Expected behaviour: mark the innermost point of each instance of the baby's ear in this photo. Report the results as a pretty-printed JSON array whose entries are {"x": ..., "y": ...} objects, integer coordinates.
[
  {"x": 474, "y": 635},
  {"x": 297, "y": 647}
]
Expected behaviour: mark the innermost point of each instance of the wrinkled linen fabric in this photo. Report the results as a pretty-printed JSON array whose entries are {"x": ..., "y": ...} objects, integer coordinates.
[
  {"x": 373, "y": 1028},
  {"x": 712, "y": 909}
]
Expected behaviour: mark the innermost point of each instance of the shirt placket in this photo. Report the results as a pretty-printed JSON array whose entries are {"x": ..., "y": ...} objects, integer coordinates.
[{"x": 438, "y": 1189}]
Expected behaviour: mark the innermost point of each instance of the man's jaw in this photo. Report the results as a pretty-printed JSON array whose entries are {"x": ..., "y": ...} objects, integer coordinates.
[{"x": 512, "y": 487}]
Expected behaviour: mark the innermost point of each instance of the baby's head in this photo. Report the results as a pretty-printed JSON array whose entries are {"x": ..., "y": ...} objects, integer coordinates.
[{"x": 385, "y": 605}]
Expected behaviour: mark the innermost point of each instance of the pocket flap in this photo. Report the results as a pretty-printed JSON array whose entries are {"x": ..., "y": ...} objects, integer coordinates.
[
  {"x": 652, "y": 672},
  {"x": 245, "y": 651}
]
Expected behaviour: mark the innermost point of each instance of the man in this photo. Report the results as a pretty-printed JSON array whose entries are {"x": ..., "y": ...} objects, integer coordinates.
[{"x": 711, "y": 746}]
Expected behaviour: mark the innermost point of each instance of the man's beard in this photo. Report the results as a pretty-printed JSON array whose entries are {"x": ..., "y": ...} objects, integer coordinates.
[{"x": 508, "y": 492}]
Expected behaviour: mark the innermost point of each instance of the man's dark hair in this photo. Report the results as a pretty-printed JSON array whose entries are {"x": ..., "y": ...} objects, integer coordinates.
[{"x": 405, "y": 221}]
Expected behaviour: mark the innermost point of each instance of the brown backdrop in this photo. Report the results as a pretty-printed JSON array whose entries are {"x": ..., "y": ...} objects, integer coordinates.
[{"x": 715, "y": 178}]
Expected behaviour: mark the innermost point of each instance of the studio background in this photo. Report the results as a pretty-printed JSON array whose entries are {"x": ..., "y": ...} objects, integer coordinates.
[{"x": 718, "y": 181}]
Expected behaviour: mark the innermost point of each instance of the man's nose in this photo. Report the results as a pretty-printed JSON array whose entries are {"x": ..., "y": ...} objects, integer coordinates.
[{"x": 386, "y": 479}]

§ YOUR OBJECTIVE: Rewrite every item above, replacing "innermost point" with "central point" and leaving all other wording as it is.

§ TASK RESULT:
Expected behaviour: mark the central point of each instance of the baby's ear in this photo. Report the results as a pretty-printed JSON array whose entries are {"x": ..., "y": ...} objects, integer coordinates.
[
  {"x": 474, "y": 635},
  {"x": 297, "y": 647}
]
Expected behaviour: mark the central point of each instance of the wrinkled linen fabric in this photo. Report the results as a pretty-printed JSON array whose entries are {"x": ..., "y": ...} objects, integer coordinates.
[
  {"x": 373, "y": 1028},
  {"x": 712, "y": 909}
]
Expected behaviour: mark the central point of each instance of the shirt placket in this photo. Report the results as a pretty-printed JSON array whose entries are {"x": ..., "y": ...} objects, integer coordinates.
[{"x": 438, "y": 1189}]
Expected behaviour: mark the central point of each instance of the man's jaw in this photo. Report the results as a pretty-printed JSON array whose entries are {"x": ..., "y": ...} objects, integer coordinates.
[{"x": 512, "y": 487}]
Expected behaviour: mark the central point of each instance of the baby's head in this photo. Report the results as a pretty-printed JSON array whose entries are {"x": ..., "y": ...} objects, integer coordinates.
[{"x": 385, "y": 605}]
Expected behaviour: mark the central point of each instance of the pocket flap in this photo. Report the results as a pretty-printed JSON array whose entries are {"x": ..., "y": ...} objects, integer coordinates.
[
  {"x": 652, "y": 672},
  {"x": 245, "y": 651}
]
Expected behaviour: mark the central point of each instance of the man in this photo. Report the results as a pretty-printed JSON array whose entries are {"x": ..., "y": ...} objects, integer coordinates.
[{"x": 711, "y": 746}]
Expected behaviour: mark the central point of each instance of the man's beard in this photo. Report the results as a pretty-printed JSON array whose entries are {"x": ..., "y": ...} objects, integer coordinates.
[{"x": 508, "y": 492}]
Expected behaviour: mark the central point of each instance of the man's dark hair in this photo. Report the results as a pretty-printed JSON array whose entries are {"x": ..., "y": ...} objects, integer coordinates.
[{"x": 405, "y": 221}]
Expected behaviour: mark the central point of each instance of the brown backdrop in this photo. Report the results as a pretty-printed JSON array whose entries are {"x": ..., "y": ...} objects, integer coordinates.
[{"x": 715, "y": 178}]
Expected behaviour: mark the central point of each instance of the studio background in this photo. Report the results as a pretty-printed JSON array whose entries are {"x": ..., "y": ...} objects, integer coordinates.
[{"x": 718, "y": 181}]
Expected behaviour: mark the central point of each instance of the man's nose in this photo. Report the results as a pretty-printed JSON array whose entries are {"x": ..., "y": ...} objects, integer coordinates.
[{"x": 386, "y": 479}]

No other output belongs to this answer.